* **Задание A**
Какой номер был у пожарного сигнала на угловом столбе в отрывке о приезде Холмса в Энглвуд?
* **Задание B**
Продолжите отрывок о приезде Холмса в Энглвуд, начав сразу после его последнего предложения.

==== Отрывок текста

Женщины, пока еще не осознавшие полностью его безграничную власть над ними, воспринимали его поведение как своего рода учтивость. Он переходил за рамки существующих правил поведения в случайно складывающихся ситуациях: вставал слишком близко, смотрел слишком долго, прикасался слишком часто. А женщины… женщины боготворили его за это.
Сойдя с поезда в центре поселка Энглвуд, Холмс первым делом осмотрелся. Он стоял на железнодорожном переезде 63-го пути через Уоллес-стрит. На угловом телеграфном столбе в коробке был закреплен пожарный сигнал под номером 2475. Невдалеке виднелись каркасы нескольких трехэтажных домов, на которых трудились строители. Он слышал стук молотков. Недавно высаженные деревья стояли ровным строем, как часовые, но в такой жаре, когда все вокруг утопало в туманной дымке, они были похожи на шеренгу солдат на долгом переходе по пустыне без воды. Воздух был недвижным, влажным, пропитанным свежим запахом горелой солодки, который, казалось, источало только что укатанное дорожное покрытие. Однако на углу он увидел магазин с вывеской «Е. С. Холтон. Аптека».

========
==== Выборка записей

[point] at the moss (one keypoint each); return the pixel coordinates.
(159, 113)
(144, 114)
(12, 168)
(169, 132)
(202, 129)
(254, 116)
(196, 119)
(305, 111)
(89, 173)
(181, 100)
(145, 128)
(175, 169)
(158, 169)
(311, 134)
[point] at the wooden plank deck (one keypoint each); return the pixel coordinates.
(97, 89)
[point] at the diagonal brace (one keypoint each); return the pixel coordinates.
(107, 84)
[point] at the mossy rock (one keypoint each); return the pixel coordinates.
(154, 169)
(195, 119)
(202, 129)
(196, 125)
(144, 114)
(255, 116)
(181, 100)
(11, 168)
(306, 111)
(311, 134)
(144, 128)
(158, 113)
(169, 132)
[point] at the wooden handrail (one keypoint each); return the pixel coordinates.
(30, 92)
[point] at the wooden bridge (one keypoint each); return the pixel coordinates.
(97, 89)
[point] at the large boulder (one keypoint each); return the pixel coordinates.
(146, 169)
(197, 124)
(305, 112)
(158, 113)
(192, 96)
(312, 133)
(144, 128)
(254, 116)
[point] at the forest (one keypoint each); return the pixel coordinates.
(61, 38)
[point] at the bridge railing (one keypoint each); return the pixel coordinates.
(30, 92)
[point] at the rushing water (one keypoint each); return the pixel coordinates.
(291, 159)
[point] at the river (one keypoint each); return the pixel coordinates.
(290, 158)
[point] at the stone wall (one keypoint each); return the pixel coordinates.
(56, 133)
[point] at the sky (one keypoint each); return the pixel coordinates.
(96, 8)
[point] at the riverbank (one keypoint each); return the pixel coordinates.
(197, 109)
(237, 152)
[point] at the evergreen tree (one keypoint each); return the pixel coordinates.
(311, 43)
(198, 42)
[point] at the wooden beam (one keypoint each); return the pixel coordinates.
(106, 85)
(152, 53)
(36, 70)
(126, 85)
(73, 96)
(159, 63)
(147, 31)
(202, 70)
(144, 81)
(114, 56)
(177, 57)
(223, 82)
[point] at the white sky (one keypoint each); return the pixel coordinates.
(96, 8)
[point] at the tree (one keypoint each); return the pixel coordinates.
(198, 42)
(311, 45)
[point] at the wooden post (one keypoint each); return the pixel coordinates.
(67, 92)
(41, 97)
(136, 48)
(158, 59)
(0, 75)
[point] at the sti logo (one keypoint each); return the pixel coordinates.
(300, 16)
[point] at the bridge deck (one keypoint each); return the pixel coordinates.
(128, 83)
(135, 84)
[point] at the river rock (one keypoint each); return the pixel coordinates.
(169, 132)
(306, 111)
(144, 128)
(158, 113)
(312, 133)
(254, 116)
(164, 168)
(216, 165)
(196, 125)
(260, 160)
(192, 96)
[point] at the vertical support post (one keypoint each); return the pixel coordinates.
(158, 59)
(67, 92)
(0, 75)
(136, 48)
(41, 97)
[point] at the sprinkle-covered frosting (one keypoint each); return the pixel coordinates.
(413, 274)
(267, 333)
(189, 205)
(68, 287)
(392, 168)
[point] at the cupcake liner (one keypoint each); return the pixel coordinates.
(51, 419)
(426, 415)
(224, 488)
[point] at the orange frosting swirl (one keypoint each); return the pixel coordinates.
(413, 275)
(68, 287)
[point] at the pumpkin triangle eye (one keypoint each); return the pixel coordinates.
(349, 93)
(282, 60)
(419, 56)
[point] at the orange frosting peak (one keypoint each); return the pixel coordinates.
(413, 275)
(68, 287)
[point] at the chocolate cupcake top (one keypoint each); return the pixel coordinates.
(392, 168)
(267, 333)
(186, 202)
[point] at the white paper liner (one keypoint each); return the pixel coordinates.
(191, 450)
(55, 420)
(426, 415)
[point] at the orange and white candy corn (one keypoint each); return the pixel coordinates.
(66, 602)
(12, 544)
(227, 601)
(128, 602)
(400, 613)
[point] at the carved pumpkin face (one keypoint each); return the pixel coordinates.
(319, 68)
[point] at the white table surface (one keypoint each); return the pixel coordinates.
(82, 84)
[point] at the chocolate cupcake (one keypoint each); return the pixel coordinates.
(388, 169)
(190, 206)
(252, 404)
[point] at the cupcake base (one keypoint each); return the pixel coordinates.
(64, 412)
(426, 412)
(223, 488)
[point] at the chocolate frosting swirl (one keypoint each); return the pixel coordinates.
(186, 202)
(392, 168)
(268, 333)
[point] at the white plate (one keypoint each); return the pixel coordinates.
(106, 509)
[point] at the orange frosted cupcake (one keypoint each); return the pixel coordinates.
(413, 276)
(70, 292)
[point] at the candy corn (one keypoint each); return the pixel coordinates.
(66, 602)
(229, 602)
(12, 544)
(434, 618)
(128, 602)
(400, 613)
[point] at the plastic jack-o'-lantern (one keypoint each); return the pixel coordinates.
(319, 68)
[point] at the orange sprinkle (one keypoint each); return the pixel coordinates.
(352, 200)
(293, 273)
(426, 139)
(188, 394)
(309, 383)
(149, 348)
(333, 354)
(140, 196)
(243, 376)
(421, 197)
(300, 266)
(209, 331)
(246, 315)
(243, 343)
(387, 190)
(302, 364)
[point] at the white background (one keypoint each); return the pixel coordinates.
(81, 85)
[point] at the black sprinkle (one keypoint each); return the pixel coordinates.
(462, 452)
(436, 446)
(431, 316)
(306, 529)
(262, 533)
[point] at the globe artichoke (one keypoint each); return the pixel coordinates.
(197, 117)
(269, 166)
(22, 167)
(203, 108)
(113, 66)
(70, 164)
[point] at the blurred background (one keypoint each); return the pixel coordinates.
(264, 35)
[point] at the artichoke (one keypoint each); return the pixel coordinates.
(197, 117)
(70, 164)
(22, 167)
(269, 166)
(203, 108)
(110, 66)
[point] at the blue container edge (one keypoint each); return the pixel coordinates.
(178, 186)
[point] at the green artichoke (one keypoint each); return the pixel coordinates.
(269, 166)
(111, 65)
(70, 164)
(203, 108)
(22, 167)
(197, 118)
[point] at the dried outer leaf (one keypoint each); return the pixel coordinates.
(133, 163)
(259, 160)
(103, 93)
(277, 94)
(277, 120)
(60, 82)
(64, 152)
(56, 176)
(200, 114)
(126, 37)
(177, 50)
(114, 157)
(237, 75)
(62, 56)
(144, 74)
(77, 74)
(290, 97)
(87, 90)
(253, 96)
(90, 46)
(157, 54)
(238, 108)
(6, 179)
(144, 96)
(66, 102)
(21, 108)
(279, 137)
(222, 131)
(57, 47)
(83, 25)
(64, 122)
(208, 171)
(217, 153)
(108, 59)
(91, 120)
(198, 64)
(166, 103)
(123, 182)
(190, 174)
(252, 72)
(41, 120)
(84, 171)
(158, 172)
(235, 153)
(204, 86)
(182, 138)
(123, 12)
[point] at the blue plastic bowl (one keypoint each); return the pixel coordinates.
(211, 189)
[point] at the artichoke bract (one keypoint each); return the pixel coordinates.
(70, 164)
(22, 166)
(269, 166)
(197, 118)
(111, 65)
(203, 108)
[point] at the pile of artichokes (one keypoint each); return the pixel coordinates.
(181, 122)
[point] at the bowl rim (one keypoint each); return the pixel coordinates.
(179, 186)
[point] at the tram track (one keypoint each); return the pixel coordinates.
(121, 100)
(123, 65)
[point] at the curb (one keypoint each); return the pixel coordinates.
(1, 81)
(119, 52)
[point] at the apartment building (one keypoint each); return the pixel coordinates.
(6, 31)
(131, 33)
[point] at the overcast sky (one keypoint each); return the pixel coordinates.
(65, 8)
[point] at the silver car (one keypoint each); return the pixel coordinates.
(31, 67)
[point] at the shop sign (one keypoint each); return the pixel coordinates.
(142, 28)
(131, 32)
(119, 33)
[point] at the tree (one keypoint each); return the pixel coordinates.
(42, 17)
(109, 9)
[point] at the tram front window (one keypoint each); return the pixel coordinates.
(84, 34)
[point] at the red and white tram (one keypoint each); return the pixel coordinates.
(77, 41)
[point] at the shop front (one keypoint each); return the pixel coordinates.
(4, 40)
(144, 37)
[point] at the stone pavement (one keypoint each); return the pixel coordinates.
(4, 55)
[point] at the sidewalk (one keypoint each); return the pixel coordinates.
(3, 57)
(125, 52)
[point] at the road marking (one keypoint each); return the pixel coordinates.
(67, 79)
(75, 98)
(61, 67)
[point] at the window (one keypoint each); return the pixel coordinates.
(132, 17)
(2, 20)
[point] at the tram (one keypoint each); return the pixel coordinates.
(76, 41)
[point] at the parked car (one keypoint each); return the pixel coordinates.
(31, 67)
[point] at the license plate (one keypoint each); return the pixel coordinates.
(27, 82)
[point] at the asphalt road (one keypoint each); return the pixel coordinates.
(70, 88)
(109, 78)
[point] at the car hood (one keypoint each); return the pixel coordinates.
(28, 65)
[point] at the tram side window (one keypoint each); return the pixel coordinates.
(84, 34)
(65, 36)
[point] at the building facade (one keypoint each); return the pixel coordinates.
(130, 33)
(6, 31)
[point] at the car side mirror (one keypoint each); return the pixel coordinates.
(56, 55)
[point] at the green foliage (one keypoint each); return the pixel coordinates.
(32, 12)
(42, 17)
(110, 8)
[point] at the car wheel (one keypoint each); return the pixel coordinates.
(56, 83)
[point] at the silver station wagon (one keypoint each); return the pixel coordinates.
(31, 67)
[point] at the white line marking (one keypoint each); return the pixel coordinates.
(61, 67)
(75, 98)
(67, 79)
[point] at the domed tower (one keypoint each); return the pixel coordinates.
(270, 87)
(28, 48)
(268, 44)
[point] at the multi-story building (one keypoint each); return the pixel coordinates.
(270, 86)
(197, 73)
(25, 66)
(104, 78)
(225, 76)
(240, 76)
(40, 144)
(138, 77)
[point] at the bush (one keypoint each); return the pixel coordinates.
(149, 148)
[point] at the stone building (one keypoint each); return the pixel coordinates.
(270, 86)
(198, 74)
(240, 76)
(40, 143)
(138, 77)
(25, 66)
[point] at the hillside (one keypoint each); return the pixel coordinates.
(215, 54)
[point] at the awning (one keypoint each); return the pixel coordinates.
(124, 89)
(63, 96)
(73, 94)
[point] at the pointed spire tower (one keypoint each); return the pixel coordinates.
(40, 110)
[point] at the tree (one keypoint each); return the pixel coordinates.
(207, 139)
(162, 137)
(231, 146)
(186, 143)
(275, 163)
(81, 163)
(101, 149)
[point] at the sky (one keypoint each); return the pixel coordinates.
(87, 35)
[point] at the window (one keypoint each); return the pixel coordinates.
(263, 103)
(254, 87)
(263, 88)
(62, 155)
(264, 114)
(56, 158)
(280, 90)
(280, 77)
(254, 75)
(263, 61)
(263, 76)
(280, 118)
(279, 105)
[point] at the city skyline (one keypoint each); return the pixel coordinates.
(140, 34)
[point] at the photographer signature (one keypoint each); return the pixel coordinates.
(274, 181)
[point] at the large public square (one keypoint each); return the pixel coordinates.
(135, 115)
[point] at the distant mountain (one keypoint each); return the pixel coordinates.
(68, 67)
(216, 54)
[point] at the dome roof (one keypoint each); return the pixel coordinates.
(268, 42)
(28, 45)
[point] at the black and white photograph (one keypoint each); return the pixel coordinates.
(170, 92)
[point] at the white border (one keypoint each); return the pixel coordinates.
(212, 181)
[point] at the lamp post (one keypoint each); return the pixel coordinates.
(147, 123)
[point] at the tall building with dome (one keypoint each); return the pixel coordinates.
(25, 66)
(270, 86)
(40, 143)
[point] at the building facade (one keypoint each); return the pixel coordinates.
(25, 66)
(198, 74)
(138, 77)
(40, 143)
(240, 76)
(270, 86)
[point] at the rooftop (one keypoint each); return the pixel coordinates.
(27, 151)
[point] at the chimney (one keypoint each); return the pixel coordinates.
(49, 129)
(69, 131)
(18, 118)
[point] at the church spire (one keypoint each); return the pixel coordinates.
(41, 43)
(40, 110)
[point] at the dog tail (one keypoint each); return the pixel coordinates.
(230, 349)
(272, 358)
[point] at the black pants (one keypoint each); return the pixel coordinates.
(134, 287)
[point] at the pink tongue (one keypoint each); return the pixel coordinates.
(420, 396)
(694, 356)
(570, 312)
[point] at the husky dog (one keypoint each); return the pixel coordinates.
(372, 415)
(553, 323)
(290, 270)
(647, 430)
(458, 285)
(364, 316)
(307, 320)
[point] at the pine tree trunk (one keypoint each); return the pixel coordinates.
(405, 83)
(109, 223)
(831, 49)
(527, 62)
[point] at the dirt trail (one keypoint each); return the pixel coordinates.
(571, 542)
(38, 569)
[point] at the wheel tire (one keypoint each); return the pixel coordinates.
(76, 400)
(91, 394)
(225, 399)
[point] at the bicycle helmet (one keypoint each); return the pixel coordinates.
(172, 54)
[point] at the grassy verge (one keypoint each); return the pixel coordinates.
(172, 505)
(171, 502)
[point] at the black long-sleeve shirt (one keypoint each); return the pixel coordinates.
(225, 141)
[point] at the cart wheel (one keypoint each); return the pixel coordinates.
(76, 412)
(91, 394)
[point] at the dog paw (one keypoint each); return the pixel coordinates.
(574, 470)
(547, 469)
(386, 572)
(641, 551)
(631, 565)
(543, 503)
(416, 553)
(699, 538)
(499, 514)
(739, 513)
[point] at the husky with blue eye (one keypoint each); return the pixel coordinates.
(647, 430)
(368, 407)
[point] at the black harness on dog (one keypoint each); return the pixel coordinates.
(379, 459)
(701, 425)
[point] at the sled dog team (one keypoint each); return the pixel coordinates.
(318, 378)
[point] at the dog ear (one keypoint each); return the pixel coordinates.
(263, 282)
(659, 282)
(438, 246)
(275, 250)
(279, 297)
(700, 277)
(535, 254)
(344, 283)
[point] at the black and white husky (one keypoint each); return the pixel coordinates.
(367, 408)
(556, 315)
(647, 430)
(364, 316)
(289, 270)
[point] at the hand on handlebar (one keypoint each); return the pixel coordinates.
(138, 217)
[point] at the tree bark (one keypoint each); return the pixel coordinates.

========

* **Ожидаемый ответ A**
2475.

* **Ожидаемый ответ B**
Он пошел вперед и вышел на Вентворт-стрит, идущую с севера на юг и определенно являющуюся основной торговой улицей Энглвуда. По ее мостовой потоком шли лошади, катились телеги и фаэтоны. Не доходя до переезда 63-го пути через Вентворт-стрит, он поравнялся со зданием пожарного депо, в котором размещалась пожарная команда № 51. Следующая дверь вела в полицейский участок. Несколько лет спустя один из местных жителей, не имевший никакого понятия о происходивших здесь ужасных событиях, писал: «В те времена, когда в районе скотобоен требовалось присутствие значительных полицейских сил, в Энглвуде этот вопрос практически не рассматривался ввиду крайне незначительной необходимости присутствия там полиции, разве что для наблюдения за правильным оформлением ландшафтов и за тем, чтобы коровам не причиняли беспокойства во время выпаса».